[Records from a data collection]

Content starts

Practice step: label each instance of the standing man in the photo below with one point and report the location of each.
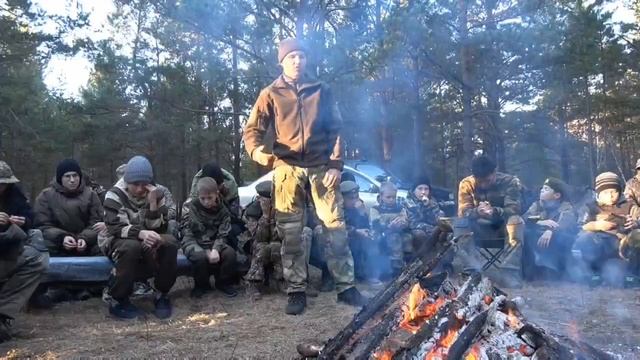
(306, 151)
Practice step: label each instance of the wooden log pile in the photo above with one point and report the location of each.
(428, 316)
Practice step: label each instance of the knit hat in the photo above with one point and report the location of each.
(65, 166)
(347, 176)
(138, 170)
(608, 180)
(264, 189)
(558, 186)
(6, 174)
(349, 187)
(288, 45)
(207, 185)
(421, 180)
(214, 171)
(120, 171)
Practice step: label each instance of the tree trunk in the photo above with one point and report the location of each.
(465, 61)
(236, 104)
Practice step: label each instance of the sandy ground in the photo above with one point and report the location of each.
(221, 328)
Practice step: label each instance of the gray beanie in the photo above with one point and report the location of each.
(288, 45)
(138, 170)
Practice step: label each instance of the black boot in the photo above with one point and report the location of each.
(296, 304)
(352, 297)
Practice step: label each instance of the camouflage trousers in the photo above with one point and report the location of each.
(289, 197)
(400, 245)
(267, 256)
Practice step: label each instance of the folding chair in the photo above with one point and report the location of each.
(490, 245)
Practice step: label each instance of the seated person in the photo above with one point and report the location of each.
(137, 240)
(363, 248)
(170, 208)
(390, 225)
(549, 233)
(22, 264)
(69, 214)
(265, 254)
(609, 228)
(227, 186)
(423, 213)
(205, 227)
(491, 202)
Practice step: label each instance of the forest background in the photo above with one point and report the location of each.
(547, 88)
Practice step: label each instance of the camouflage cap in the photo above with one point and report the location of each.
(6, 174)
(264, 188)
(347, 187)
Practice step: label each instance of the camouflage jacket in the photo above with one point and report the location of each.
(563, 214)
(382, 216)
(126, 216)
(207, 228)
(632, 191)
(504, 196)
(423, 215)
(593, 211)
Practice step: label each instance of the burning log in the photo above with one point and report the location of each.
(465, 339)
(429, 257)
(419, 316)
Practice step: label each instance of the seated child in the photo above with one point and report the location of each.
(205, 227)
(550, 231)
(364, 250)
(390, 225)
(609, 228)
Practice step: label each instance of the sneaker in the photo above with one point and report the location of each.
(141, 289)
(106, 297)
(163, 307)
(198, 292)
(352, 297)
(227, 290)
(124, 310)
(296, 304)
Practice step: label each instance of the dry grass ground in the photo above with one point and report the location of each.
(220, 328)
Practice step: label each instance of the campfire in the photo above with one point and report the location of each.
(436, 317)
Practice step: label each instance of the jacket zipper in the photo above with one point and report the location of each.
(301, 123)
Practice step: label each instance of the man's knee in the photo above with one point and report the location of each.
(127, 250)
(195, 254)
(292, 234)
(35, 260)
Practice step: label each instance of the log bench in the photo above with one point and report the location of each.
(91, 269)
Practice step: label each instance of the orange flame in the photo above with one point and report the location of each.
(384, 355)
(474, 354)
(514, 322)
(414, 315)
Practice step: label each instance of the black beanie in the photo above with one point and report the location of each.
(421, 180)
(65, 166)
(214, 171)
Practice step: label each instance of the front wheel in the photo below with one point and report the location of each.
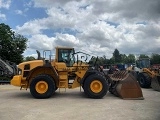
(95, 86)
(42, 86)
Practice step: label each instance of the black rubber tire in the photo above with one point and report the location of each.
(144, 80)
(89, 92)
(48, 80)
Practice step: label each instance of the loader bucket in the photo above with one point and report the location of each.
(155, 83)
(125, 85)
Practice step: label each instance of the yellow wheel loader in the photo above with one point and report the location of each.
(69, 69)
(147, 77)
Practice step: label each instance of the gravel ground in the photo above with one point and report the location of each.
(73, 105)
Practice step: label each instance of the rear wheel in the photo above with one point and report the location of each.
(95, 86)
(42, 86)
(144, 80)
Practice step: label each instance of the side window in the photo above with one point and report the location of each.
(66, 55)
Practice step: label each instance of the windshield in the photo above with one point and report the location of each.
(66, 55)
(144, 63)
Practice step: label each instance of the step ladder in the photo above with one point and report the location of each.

Content ends

Task to complete = Reproduce the data above exactly, leaving each picture out.

Exercise result =
Practice step: label each instance of the standing man in the photo below with one point and report the location of each.
(306, 151)
Practice step: label each instance of the wooden log pile in the photo above with one point and report the location of each.
(428, 316)
Practice step: label each instance of the knit hat in the photo above with one point and report the location of each.
(65, 166)
(347, 176)
(138, 170)
(608, 180)
(264, 189)
(558, 186)
(6, 174)
(349, 187)
(288, 45)
(207, 185)
(421, 180)
(214, 171)
(120, 171)
Practice step: label each instance of the tree trunk in the photo above with one point and report the location of each.
(465, 61)
(236, 104)
Practice step: label each instance of the sandy ground in the photo above with one point and report the location of each.
(221, 328)
Practice step: label each instance of the gray beanie in the photo above with one point and report the location of each.
(288, 45)
(138, 170)
Practice step: label each instance of the black boot in the photo above with one point and report the location of each.
(296, 304)
(352, 297)
Practice step: label each instance of the camouflage trousers in the photo above with one point and report the location of each.
(289, 197)
(400, 245)
(267, 256)
Practice step: label each instance of the folding chair in the photo above with one point and report the location of each.
(490, 245)
Practice step: label each instance of the seated person in the photo above with one point and report the location of each.
(137, 240)
(363, 248)
(170, 208)
(390, 225)
(549, 233)
(22, 264)
(69, 214)
(265, 254)
(609, 228)
(227, 186)
(423, 213)
(205, 227)
(491, 202)
Practice step: label each instance of the forest background in the photo above with one point and report the location of each.
(547, 88)
Practice step: label each instance of the camouflage cap in the photo above with one point and report the location of each.
(6, 174)
(264, 188)
(347, 187)
Practice step: label each instance of the camouflage jacket in the photo above with one point and report the location of each.
(563, 214)
(382, 216)
(126, 216)
(207, 228)
(632, 191)
(504, 196)
(423, 215)
(593, 211)
Practice step: label each instance of the burning log in the photo above with one point and report the location of each.
(465, 339)
(429, 257)
(419, 316)
Practice step: label each instance of the seated child in the photo above with one point and report the location of each.
(205, 227)
(550, 231)
(364, 250)
(390, 225)
(609, 228)
Practice step: label each instance of the sneaker in the photo above with one point and report the location of each.
(141, 289)
(106, 297)
(163, 307)
(198, 292)
(352, 297)
(227, 290)
(124, 310)
(296, 304)
Practice step: label each instance of the dry grass ground in the photo above with one point and report the location of each.
(220, 328)
Practice step: label each instance of the campfire in the photo above with one point and report the location of each.
(436, 317)
Practice step: label each instance of the jacket zipper in the photo above with one point and report the location of each.
(301, 123)
Practice step: label each instance of the man's knee in the photo above with one point and report the location of each.
(127, 250)
(195, 254)
(292, 234)
(35, 260)
Practice step: label each instance of the log bench in the photo above with one point and report the location of each.
(91, 269)
Practice step: label each instance of the orange flame in the photo above with one point and report the location of each.
(384, 355)
(474, 354)
(514, 322)
(414, 315)
Practice step: label each instance of the black beanie in the photo above with one point and report the location of each.
(421, 180)
(65, 166)
(214, 171)
Practice step: label each instance of the front wheel in the photo below with one point and report the location of each.
(95, 86)
(42, 86)
Practice step: label each instance of the black rubber tire in the photo above with one point and report the location of each.
(144, 80)
(89, 92)
(48, 80)
Practice step: label each instance of the loader bucket in the photo above with one point and report the location of each.
(155, 83)
(125, 85)
Practice step: label each instance of the yellow wheel loader in the photo above with one point and report the location of each.
(69, 69)
(147, 77)
Practice step: label each instance of the gravel ground in the photo above with one point and report the location of each.
(73, 105)
Practice step: label each instance of the rear wheel in the photo above with one point and report the location of each.
(95, 86)
(42, 86)
(144, 80)
Practice step: label each instance of the side window in the photo above with one point and report the location of each.
(66, 55)
Practice step: label each instance of the windshield in the photo above with one point and report the location of each.
(66, 55)
(144, 63)
Practice step: label each instance of the step ladder in the photo above with one point and report the location of each.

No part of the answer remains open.